──────── DATA FOR THE TASK

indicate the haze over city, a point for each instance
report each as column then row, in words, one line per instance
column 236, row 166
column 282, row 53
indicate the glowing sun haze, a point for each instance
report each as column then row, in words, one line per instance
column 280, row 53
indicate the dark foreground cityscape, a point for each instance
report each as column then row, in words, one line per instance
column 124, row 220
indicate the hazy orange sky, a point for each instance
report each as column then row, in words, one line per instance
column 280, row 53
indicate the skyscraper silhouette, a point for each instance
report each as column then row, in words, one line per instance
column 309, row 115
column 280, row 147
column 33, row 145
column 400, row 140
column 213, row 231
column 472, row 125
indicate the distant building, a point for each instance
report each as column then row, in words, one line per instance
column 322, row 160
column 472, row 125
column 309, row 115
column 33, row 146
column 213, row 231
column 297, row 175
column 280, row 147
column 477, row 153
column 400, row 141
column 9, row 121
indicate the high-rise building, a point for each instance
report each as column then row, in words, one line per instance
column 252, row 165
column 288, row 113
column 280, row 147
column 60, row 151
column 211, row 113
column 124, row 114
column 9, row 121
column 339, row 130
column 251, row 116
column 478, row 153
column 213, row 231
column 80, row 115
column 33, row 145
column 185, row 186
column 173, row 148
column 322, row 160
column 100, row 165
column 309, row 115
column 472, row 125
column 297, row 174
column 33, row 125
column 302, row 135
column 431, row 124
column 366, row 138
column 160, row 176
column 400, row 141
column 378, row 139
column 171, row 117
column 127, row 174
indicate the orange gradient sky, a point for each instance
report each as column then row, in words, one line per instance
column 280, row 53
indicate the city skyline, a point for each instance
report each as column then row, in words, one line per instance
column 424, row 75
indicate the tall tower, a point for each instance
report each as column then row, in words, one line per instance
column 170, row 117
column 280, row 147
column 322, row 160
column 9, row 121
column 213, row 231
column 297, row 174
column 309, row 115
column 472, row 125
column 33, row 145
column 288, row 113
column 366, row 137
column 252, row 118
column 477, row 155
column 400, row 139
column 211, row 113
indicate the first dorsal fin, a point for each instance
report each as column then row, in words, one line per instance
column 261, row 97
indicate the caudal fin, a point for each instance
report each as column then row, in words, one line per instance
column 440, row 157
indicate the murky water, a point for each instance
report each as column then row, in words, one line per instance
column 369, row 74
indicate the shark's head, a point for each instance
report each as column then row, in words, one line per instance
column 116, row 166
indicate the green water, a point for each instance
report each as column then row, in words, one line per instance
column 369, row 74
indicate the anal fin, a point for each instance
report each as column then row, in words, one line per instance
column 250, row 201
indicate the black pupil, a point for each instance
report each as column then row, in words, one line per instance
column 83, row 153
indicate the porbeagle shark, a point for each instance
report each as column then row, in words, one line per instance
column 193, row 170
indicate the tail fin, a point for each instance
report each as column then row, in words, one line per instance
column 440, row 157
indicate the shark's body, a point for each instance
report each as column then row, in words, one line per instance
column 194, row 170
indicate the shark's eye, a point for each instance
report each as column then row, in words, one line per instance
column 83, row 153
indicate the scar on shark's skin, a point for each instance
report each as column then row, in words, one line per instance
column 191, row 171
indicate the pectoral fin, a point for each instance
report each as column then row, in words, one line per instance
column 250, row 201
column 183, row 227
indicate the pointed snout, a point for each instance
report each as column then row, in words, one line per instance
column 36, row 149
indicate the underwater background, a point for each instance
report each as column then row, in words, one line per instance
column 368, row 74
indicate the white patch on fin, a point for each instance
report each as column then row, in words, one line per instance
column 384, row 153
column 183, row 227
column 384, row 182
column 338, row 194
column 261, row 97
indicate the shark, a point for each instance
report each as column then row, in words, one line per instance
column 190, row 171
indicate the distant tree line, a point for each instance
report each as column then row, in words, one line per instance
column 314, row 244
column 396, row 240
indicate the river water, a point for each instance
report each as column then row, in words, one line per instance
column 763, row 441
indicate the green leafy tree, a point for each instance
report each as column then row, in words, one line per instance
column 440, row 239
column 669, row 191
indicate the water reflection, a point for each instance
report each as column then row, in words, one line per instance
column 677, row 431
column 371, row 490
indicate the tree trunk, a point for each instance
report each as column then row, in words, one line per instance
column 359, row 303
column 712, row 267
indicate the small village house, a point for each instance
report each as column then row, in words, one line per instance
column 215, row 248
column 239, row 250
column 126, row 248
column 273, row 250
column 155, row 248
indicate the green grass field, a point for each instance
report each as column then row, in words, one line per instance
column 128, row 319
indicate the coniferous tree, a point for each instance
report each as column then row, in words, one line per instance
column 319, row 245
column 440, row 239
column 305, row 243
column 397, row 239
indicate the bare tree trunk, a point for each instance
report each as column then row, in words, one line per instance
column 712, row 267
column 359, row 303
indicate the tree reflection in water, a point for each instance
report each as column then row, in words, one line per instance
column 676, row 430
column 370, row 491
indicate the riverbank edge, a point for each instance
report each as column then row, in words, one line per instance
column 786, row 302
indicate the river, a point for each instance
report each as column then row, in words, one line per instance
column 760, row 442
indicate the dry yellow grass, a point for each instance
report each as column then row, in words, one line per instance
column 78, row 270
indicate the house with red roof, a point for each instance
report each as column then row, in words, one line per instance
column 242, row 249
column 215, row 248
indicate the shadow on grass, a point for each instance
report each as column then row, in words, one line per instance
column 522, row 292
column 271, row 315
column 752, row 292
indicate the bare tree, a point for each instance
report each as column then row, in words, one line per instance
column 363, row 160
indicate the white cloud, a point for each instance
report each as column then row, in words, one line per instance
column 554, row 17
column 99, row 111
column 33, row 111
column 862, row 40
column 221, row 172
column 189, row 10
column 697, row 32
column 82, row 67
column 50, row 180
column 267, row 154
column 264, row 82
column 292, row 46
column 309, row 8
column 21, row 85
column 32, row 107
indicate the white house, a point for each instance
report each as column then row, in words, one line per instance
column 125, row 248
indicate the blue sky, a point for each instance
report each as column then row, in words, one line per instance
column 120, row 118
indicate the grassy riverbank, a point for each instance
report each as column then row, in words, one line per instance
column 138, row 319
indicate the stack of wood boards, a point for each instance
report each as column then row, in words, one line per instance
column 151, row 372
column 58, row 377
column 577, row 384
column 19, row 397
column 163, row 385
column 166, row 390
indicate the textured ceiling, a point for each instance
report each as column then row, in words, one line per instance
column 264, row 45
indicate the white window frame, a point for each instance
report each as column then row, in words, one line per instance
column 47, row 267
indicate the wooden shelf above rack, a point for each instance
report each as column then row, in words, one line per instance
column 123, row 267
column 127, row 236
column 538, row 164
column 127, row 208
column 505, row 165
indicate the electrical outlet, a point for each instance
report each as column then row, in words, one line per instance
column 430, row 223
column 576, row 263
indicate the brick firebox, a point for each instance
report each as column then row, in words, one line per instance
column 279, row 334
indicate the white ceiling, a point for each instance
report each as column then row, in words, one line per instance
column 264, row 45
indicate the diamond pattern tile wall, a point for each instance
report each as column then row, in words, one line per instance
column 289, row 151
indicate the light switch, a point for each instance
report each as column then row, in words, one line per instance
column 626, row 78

────────────────

#### [TASK OBJECTIVE]
Rewrite the rows above with "indicate" swapped for "mark" everywhere it occurs, keeping all other text unchanged.

#### [THE OUTPUT]
mark the haze over city, a point for each instance
report each as column then row, in words, one line per instance
column 236, row 166
column 282, row 53
mark the glowing sun haze, a point for each instance
report each as column then row, in words, one line per instance
column 280, row 53
mark the dark foreground cityscape, a point for each instance
report each as column then row, in words, one line per instance
column 124, row 220
mark the hazy orange sky, a point for each instance
report each as column then row, in words, one line per instance
column 280, row 53
mark the skyscraper silhouette, a point for each instance
report each as column then row, in words, one line per instance
column 309, row 115
column 280, row 147
column 33, row 145
column 400, row 140
column 213, row 231
column 472, row 125
mark the distant building, a point for each instance
report each as column then row, in words, one line per instance
column 322, row 160
column 472, row 125
column 309, row 115
column 33, row 146
column 213, row 231
column 297, row 175
column 280, row 147
column 477, row 153
column 400, row 141
column 9, row 121
mark the high-rise building, a point for each instance
report each as column then row, in words, one line per instance
column 252, row 165
column 288, row 113
column 280, row 147
column 60, row 151
column 211, row 113
column 124, row 114
column 9, row 121
column 339, row 130
column 251, row 116
column 478, row 153
column 213, row 231
column 80, row 115
column 33, row 145
column 185, row 186
column 173, row 148
column 322, row 160
column 100, row 165
column 309, row 115
column 472, row 125
column 297, row 174
column 33, row 125
column 302, row 135
column 431, row 124
column 366, row 138
column 160, row 176
column 400, row 141
column 378, row 139
column 171, row 117
column 127, row 174
mark the orange gradient sky, a point for each instance
report each as column then row, in words, one line per instance
column 280, row 53
mark the city skyline, a point for each instance
report each as column then row, in words, one line per instance
column 424, row 75
mark the tall tower, a point for each instance
report each as column then row, in words, one line per instance
column 170, row 117
column 280, row 147
column 322, row 160
column 9, row 121
column 213, row 231
column 297, row 174
column 309, row 115
column 472, row 125
column 33, row 145
column 288, row 113
column 366, row 137
column 252, row 118
column 477, row 155
column 400, row 139
column 211, row 113
mark the first dorsal fin, a point for each instance
report each as column then row, in words, one line per instance
column 261, row 97
mark the caudal fin, a point for each instance
report each as column then row, in words, one line per instance
column 440, row 157
mark the murky water, a point for each instance
report each as column then row, in words, one line per instance
column 369, row 74
mark the shark's head, a point for each instance
report each as column then row, in words, one line per instance
column 116, row 166
mark the green water, a point for each instance
report each as column then row, in words, one line per instance
column 369, row 74
mark the anal fin, a point for each instance
report each as column then row, in words, one line per instance
column 250, row 201
mark the black pupil, a point for each instance
report each as column then row, in words, one line per instance
column 83, row 153
mark the porbeagle shark, a point for each instance
report each as column then row, in words, one line per instance
column 193, row 170
mark the tail fin, a point for each instance
report each as column then row, in words, one line per instance
column 440, row 157
mark the shark's body, a point for each instance
report each as column then row, in words, one line per instance
column 194, row 170
mark the shark's eye, a point for each instance
report each as column then row, in words, one line per instance
column 83, row 153
mark the scar on shark's skin, a point for each instance
report each as column then row, in words, one line per instance
column 191, row 171
mark the pectoral fin, a point for each instance
report each as column then row, in words, one line per instance
column 250, row 201
column 183, row 227
mark the pointed snout, a point for each instance
report each as column then row, in words, one line per instance
column 36, row 149
mark the underwater background, a point for each instance
report each as column then row, in words, one line per instance
column 368, row 74
mark the white patch on fin, a point for each instance
report each as column then row, in words, one line per instance
column 384, row 153
column 183, row 227
column 384, row 182
column 338, row 194
column 261, row 97
mark the shark, a point for each instance
report each as column then row, in words, one line per instance
column 190, row 171
mark the distant tree line, a point for each instance
report each as column then row, in words, one line per instance
column 314, row 244
column 396, row 240
mark the river water, a point for each instance
report each as column then row, in words, one line per instance
column 763, row 441
mark the green leafy tree, a point for each instance
report each as column then row, in words, one line per instance
column 440, row 239
column 669, row 191
mark the water reflection, a point for each instance
report each as column then row, in words, one line per instance
column 677, row 431
column 371, row 490
mark the tree trunk, a point for each instance
report each as column then row, in words, one line per instance
column 359, row 303
column 712, row 267
mark the small village house, a point for each instance
report each as column then row, in words, one line per instance
column 215, row 248
column 239, row 250
column 126, row 248
column 273, row 250
column 155, row 248
mark the green grass field, a point for each instance
report each as column then row, in words, one line per instance
column 128, row 319
mark the coniferous tree, a point for each instance
report each as column then row, in words, one line per instance
column 319, row 245
column 440, row 239
column 305, row 243
column 397, row 239
mark the bare tree trunk, a point for each instance
report each as column then row, in words, one line per instance
column 712, row 267
column 359, row 303
mark the tree reflection in water, a point for each instance
report each as column then row, in words, one line per instance
column 676, row 430
column 370, row 491
mark the riverbank edge, a point for each instance
report each as column then row, in words, one line per instance
column 786, row 302
mark the river, a point for each instance
report each as column then row, in words, one line per instance
column 760, row 442
mark the dry yellow grass, a point for each instance
report each as column then row, in words, one line per instance
column 78, row 270
mark the house with red roof, a point for each instance
report each as column then row, in words, one line per instance
column 242, row 249
column 215, row 248
mark the shadow on grass, a point for each instance
report each as column then row, in words, one line per instance
column 522, row 292
column 271, row 315
column 752, row 292
mark the bare tree, a point for each instance
report each as column then row, in words, one line per instance
column 363, row 160
mark the white cloud, a point for each instance
report each as column then row, in words, one line per instance
column 554, row 17
column 99, row 111
column 33, row 111
column 862, row 40
column 221, row 172
column 189, row 10
column 697, row 32
column 82, row 67
column 50, row 180
column 267, row 154
column 264, row 82
column 292, row 46
column 309, row 8
column 21, row 85
column 32, row 107
mark the white house, a point for each instance
report each as column then row, in words, one line per instance
column 125, row 248
mark the blue sky, a point for each instance
report each as column then row, in words, one line per instance
column 120, row 118
mark the grassy riverbank, a point for each instance
report each as column then row, in words, one line per instance
column 138, row 319
mark the stack of wood boards, a point for each instance
report each as column then row, in words, one line per instance
column 151, row 372
column 58, row 377
column 577, row 384
column 19, row 397
column 163, row 385
column 166, row 390
mark the textured ceiling, a point for each instance
report each as column then row, in words, one line per instance
column 264, row 45
mark the white window frame, a point for each instance
report each as column then row, in words, one line per instance
column 47, row 267
mark the wooden shelf above rack, a point for each instance
report each as column then row, in words, one line per instance
column 123, row 267
column 127, row 236
column 538, row 164
column 127, row 208
column 505, row 165
mark the electrical outlet, a point for each instance
report each as column then row, in words, one line per instance
column 430, row 223
column 576, row 263
mark the brick firebox, a point for each instance
report each as column then row, in words, one line per instance
column 279, row 334
mark the white ceiling, a point for each instance
report each as column then row, in words, one line per instance
column 264, row 45
mark the diamond pattern tile wall, a point for each instance
report each as column then row, in words, one line per instance
column 289, row 151
mark the light switch, a point for each instance
report each as column then row, in words, one line per instance
column 626, row 78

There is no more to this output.